:: Goals ::
A) Answer these questions from the conversation excerpt, one per line:
(i) Which show did Walter say he is hooked on?
(ii) Which show did Mamet recently start watching?
(iii) After the news, what might White watch?
B) Say whether each statement agrees with the conversation excerpt, and quote the words that decide it:
(i) Mamet was allowed to watch TV growing up.
(ii) Bell is currently watching Game of Thrones.
(iii) Bialik watches a lot of television.
C) Rewrite the part of the conversation excerpt between "Mamet: I wasn’t" and "got to stop.", inclusive, swapping "Nashville" for "Dallas".

*** Excerpt to read

Olson: Arrested Development.
Walter: Aw, I knew I liked you. For me, House of Cards. I’m so hooked on that show. I said, “You know, let’s see what Netflix is doing because Arrested is going to be on it …” then I became a binge-watcher. And I’d love Homeland, too.
Bell: I’m currently doing that with Game of Thrones. I want to wear one of those cloaks, have the dragon baby. You can even go online and see where Winterfell is in relation to Westeros.
Olson: OK, it’s gone too far.
Mamet: I wasn’t allowed to watch TV growing up, but I recently started watching Nashville and became unhealthily obsessed.
Olson: Connie Britton is amazing!
Mamet: She’s the most amazing female human specimen. I want to work with her, and now I want to be a country singer!
Bialik: My adult life is like your childhood. I actually don’t watch television. I don’t want to say I have shame about it, but it’s very awkward to be so much a part of the industry and be so out of touch.
White: By the time I get around to sitting down after catching up with mail and turning the set on, it’s news time. So I watch the news, and then I’ll maybe watch Jay Leno or, you know, one of the late shows. But I don’t watch the television that I should. And it’s a sin!
Bell: It’s because you work like a firecracker, Betty.
Walter: You’ve got to stop.
White: Well, thank you very much. But you’re trying to get rid of me, and you can’t. I ain’t going.

******
*** Information given

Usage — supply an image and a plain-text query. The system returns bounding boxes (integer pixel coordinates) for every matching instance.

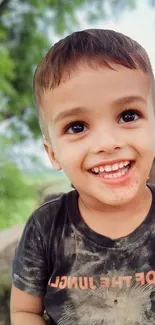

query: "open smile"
[89,160,135,183]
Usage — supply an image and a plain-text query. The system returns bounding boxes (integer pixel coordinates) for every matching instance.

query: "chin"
[95,184,140,206]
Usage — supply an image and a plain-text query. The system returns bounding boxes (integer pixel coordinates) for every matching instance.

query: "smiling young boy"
[11,29,155,325]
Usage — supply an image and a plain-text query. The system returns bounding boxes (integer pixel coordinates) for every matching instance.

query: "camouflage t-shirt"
[13,186,155,325]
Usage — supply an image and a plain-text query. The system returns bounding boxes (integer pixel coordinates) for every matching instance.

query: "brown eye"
[119,110,140,123]
[66,122,87,134]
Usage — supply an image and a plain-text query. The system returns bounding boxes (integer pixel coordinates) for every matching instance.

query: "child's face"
[41,64,155,205]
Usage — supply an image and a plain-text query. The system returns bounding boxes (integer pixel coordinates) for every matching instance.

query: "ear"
[43,140,61,170]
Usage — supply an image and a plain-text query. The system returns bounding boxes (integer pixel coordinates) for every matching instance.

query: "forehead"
[41,65,149,119]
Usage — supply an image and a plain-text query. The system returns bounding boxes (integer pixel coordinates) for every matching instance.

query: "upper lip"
[89,158,133,170]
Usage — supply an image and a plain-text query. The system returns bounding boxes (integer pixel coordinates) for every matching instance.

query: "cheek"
[56,142,87,175]
[127,123,155,155]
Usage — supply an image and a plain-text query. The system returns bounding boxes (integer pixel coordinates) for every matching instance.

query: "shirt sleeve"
[12,217,48,296]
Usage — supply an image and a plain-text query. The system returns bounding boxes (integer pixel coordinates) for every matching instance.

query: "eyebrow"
[53,96,147,124]
[113,95,147,106]
[53,107,88,123]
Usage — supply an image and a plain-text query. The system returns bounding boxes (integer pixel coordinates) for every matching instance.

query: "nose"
[91,128,122,154]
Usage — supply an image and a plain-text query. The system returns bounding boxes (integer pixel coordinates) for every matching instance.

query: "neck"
[79,187,152,239]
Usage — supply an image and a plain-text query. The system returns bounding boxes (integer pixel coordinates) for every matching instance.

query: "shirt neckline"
[67,184,155,250]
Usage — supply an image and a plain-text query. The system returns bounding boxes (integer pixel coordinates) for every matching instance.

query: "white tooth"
[104,165,112,172]
[119,162,124,168]
[123,160,130,166]
[112,164,119,170]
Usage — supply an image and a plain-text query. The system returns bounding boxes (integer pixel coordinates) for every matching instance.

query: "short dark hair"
[34,29,155,137]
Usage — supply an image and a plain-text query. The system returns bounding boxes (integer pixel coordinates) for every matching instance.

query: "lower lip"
[91,163,135,185]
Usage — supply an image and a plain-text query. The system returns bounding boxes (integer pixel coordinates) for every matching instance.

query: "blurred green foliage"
[0,0,135,136]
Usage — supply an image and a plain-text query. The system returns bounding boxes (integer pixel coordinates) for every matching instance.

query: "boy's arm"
[10,286,46,325]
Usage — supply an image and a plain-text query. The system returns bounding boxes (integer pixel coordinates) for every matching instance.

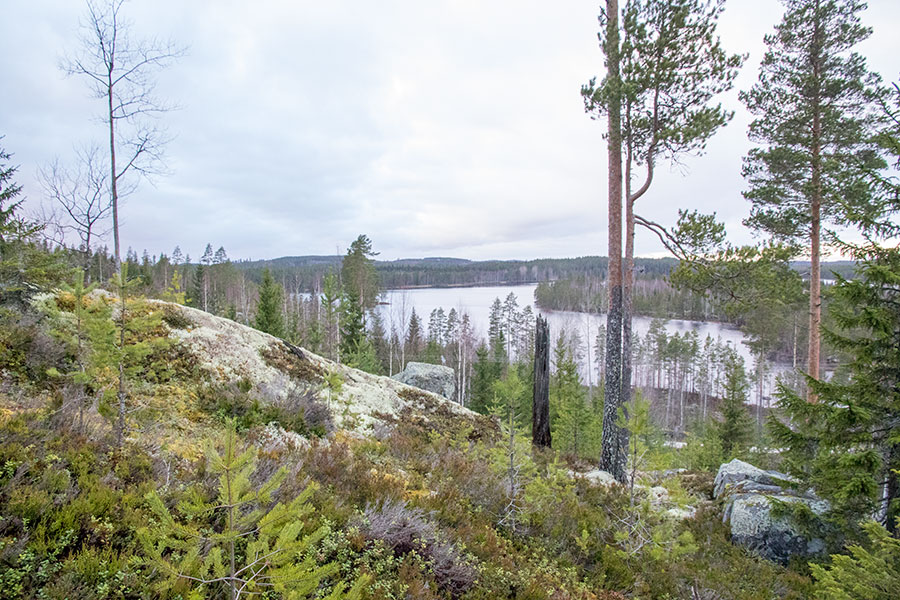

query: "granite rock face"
[714,459,828,564]
[393,362,456,400]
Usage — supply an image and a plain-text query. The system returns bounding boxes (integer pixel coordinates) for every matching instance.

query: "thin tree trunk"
[806,0,822,402]
[531,315,551,448]
[601,0,627,483]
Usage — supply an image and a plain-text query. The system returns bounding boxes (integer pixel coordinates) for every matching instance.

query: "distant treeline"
[234,256,854,292]
[235,256,676,292]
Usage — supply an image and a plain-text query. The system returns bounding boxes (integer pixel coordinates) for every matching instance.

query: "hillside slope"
[163,301,484,433]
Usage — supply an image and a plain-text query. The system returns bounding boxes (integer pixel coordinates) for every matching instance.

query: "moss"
[259,342,325,383]
[396,387,500,441]
[162,304,194,329]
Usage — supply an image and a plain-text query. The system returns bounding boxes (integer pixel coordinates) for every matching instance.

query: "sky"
[0,0,900,260]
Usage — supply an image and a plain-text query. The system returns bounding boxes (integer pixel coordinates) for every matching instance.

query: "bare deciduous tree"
[60,0,184,264]
[38,146,112,276]
[60,0,184,446]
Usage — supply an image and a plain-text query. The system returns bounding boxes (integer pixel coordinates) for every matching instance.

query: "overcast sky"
[0,0,900,260]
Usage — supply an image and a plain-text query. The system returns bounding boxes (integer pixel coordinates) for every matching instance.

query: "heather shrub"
[358,500,478,597]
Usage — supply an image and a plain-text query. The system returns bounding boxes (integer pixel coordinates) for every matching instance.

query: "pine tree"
[469,344,503,414]
[405,307,422,362]
[769,248,900,536]
[138,426,368,600]
[741,0,884,400]
[341,235,381,318]
[716,348,753,460]
[340,288,366,364]
[253,269,284,337]
[322,271,341,360]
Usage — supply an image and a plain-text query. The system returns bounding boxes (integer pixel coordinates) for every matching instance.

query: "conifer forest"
[0,0,900,600]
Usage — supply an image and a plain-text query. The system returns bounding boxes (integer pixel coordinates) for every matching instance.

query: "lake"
[381,284,753,369]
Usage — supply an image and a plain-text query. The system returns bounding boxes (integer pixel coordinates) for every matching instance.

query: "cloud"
[0,0,900,259]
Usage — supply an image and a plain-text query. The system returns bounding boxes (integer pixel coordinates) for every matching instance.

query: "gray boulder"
[713,458,797,498]
[393,362,456,400]
[714,459,828,564]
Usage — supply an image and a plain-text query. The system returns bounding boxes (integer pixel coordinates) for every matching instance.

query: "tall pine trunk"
[600,0,626,483]
[806,0,823,402]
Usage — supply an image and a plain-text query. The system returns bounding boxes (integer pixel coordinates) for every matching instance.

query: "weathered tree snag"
[531,315,550,448]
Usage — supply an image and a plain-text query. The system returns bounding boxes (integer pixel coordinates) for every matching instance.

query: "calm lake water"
[380,284,791,403]
[381,284,753,368]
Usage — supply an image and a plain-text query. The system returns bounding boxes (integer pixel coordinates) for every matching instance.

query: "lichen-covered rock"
[156,301,481,433]
[724,494,828,564]
[713,458,796,498]
[714,459,828,564]
[393,362,456,400]
[570,469,619,486]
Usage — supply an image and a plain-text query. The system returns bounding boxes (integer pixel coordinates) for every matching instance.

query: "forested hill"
[235,255,853,291]
[235,256,656,291]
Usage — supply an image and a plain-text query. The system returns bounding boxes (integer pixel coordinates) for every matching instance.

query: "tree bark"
[600,0,627,483]
[531,315,550,448]
[806,0,822,402]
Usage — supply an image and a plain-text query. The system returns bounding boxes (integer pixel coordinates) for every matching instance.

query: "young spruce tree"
[253,269,284,337]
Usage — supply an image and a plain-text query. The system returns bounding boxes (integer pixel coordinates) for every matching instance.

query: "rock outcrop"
[714,459,828,564]
[155,301,485,433]
[393,362,456,400]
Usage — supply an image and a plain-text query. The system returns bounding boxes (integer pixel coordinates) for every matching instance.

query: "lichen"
[259,343,325,383]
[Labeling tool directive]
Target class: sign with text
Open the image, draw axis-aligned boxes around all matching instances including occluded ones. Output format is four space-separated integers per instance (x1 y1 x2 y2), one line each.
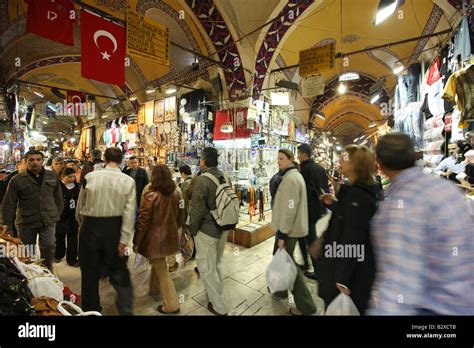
301 76 324 98
127 10 170 66
299 43 336 77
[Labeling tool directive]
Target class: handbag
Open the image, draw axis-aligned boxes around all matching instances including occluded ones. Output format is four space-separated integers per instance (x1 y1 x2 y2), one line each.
179 226 194 261
32 296 62 317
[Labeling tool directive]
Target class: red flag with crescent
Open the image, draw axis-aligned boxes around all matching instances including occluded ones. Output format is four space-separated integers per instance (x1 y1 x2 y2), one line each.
66 91 86 116
81 10 126 86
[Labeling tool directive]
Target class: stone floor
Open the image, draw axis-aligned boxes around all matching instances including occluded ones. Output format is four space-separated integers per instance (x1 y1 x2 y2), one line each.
55 215 332 315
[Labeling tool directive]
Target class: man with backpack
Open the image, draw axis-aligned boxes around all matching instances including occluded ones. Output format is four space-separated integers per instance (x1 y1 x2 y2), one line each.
189 147 239 315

******

:: Solutions in order ::
A)
(i) House of Cards
(ii) Nashville
(iii) Jay Leno or one of the late shows

B)
(i) No: "I wasn’t allowed to watch TV growing up"
(ii) Yes: "I’m currently doing that with Game of Thrones."
(iii) No: "I actually don’t watch television."

C)
Mamet: I wasn’t allowed to watch TV growing up, but I recently started watching Dallas and became unhealthily obsessed.
Olson: Connie Britton is amazing!
Mamet: She’s the most amazing female human specimen. I want to work with her, and now I want to be a country singer!
Bialik: My adult life is like your childhood. I actually don’t watch television. I don’t want to say I have shame about it, but it’s very awkward to be so much a part of the industry and be so out of touch.
White: By the time I get around to sitting down after catching up with mail and turning the set on, it’s news time. So I watch the news, and then I’ll maybe watch Jay Leno or, you know, one of the late shows. But I don’t watch the television that I should. And it’s a sin!
Bell: It’s because you work like a firecracker, Betty.
Walter: You’ve got to stop.